** Records from a dataset **
++++++++++++++++++++

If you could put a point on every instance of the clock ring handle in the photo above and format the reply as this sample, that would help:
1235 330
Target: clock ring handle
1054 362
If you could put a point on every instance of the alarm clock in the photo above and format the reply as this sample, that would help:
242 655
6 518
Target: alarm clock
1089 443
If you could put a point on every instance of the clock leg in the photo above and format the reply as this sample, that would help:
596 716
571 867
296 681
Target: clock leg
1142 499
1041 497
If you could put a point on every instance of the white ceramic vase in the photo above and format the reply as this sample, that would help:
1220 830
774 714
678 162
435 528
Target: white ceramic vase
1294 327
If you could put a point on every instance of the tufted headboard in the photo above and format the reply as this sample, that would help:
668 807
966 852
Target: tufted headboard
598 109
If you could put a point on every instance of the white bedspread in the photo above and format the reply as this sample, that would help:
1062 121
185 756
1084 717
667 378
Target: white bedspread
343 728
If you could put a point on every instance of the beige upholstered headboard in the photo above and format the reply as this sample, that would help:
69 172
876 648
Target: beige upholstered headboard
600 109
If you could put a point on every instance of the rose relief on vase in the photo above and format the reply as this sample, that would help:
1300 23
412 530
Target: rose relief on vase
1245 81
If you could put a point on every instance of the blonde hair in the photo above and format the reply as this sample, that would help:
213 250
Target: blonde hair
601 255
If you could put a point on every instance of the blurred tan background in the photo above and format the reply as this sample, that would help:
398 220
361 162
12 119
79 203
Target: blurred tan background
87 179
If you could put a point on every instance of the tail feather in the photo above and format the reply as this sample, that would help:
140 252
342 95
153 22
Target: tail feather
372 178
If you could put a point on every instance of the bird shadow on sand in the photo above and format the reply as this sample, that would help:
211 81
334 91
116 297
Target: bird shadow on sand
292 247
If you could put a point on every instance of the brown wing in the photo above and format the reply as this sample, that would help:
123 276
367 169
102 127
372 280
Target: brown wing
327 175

++++++++++++++++++++

** Written exercise **
Change "that would help" to "it would be appreciated" everywhere it occurs in the material, and write out every line again with nothing else altered.

** Full response **
If you could put a point on every instance of the clock ring handle in the photo above and format the reply as this sample, it would be appreciated:
1235 330
Target: clock ring handle
1054 362
If you could put a point on every instance of the alarm clock in the photo above and format the reply as this sample, it would be appreciated:
242 655
6 518
Target: alarm clock
1089 443
If you could put a point on every instance of the clock leg in the photo above and format the reply as this sample, it would be appreciated:
596 716
571 867
296 681
Target: clock leg
1142 499
1041 497
If you could put a point on every instance of the white ceramic vase in the photo above and format the reply as this sample, it would be appreciated:
1220 830
774 714
678 162
435 528
Target: white ceramic vase
1294 327
If you could put a point on every instance of the tufted headboard in the photo above and format the reply as this sample, it would be appreciated:
668 807
966 852
Target: tufted headboard
598 109
If you could put a point on every instance of the white bedspread in the photo above and format the reply as this sample, it would be appreciated:
1062 121
185 756
1084 717
667 378
Target: white bedspread
343 728
If you could put a point on every instance of the beige upholstered headboard in the photo above and format the reply as this sample, it would be appreciated:
69 172
876 648
Target: beige upholstered headboard
600 109
If you could put a point on every instance of the rose relief on vase in the photo above and format the reply as this sample, it would be appreciated:
1300 23
412 530
Target: rose relief on vase
1245 81
If you could put a point on every instance of the blonde hair in the photo above and format the reply as this sample, it would be appreciated:
213 250
Target: blonde hair
601 255
If you could put a point on every instance of the blurred tan background in the photo above and format the reply as this sample, it would be appreciated:
398 220
361 162
12 119
79 203
Target: blurred tan background
87 179
If you could put a point on every instance of the tail feather in the photo above and format the reply as this sample, it would be appreciated:
140 252
342 95
153 22
Target: tail feather
372 178
If you could put a point on every instance of the bird shadow on sand in the photo above and format the reply as this sample, it would be appreciated:
211 81
334 91
116 297
Target: bird shadow on sand
292 247
If you could put a point on every instance of the brown wing in the photo above and format the reply as this sample, it would be appreciated:
123 276
367 169
102 127
372 280
Target: brown wing
327 175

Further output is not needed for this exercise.